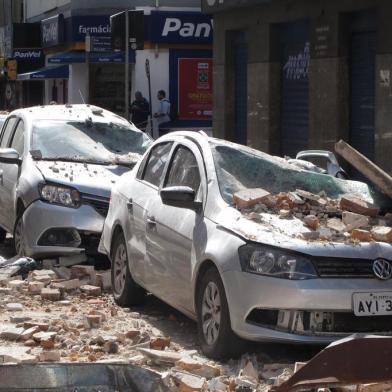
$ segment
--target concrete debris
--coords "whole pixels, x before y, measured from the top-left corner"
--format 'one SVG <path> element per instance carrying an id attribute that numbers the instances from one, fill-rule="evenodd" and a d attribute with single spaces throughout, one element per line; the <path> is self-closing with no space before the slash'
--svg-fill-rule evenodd
<path id="1" fill-rule="evenodd" d="M 293 221 L 292 225 L 283 223 L 286 232 L 305 241 L 392 243 L 391 214 L 380 216 L 377 206 L 358 196 L 332 199 L 325 192 L 301 189 L 273 195 L 257 188 L 237 192 L 233 200 L 242 214 L 260 225 L 275 222 L 273 215 Z"/>

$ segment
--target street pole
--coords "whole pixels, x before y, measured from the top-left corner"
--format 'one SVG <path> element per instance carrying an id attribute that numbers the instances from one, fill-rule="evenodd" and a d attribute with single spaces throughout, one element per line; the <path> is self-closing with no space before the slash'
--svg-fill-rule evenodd
<path id="1" fill-rule="evenodd" d="M 129 12 L 125 10 L 125 118 L 129 120 Z"/>
<path id="2" fill-rule="evenodd" d="M 151 102 L 151 73 L 150 73 L 150 60 L 146 59 L 146 76 L 147 76 L 147 80 L 148 80 L 148 100 L 150 102 L 150 113 L 149 113 L 149 117 L 150 117 L 150 132 L 151 132 L 151 136 L 154 134 L 153 132 L 153 123 L 152 123 L 152 102 Z"/>
<path id="3" fill-rule="evenodd" d="M 86 103 L 90 103 L 90 51 L 91 51 L 91 37 L 90 33 L 86 33 L 85 49 L 86 51 L 86 68 L 87 68 L 87 97 Z M 84 102 L 83 102 L 84 103 Z"/>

▶ [DIRECTIONS FOR THIS TASK]
Render all of the records above as a JSON list of strings with one string per line, leaving out blank lines and the pictures.

▶ [OUTPUT FOR THIS TASK]
[
  "$ segment",
  "--target concrete debris",
  "--coords \"whole pixels, x before y, measured from the top-left corner\"",
  "--format 'one SVG <path> element per instance carrying an id attribute that numbers the instances from one, fill-rule=\"evenodd\" and a d attribute with single spaces throughout, one element per line; the <path> is self-closing with no space before the slash'",
  "--svg-fill-rule evenodd",
  "<path id=\"1\" fill-rule=\"evenodd\" d=\"M 293 221 L 292 225 L 283 223 L 286 232 L 305 241 L 392 243 L 391 214 L 380 216 L 377 206 L 358 196 L 332 199 L 325 192 L 301 189 L 273 195 L 257 188 L 237 192 L 233 200 L 242 214 L 260 225 L 275 222 L 273 215 Z\"/>",
  "$ segment",
  "--target street pole",
  "--coords \"whole pixels, x before y, measured from the top-left corner\"",
  "--format 'one SVG <path> element per instance carrying an id attribute that numbers the instances from one, fill-rule=\"evenodd\" and a d attribute with single spaces throughout, one element per line; the <path> is self-closing with no space before the slash'",
  "--svg-fill-rule evenodd",
  "<path id=\"1\" fill-rule=\"evenodd\" d=\"M 129 12 L 125 10 L 125 118 L 129 120 Z\"/>",
  "<path id=\"2\" fill-rule=\"evenodd\" d=\"M 151 102 L 151 73 L 150 73 L 150 60 L 146 59 L 146 76 L 147 76 L 147 80 L 148 80 L 148 100 L 150 102 L 150 113 L 149 113 L 149 117 L 150 117 L 150 132 L 151 132 L 151 136 L 154 134 L 153 132 L 153 123 L 152 123 L 152 102 Z\"/>",
  "<path id=\"3\" fill-rule=\"evenodd\" d=\"M 86 103 L 90 103 L 90 51 L 91 51 L 91 37 L 90 33 L 86 33 L 85 49 L 86 51 L 86 68 L 87 68 L 87 97 Z M 84 102 L 83 102 L 84 103 Z\"/>"
]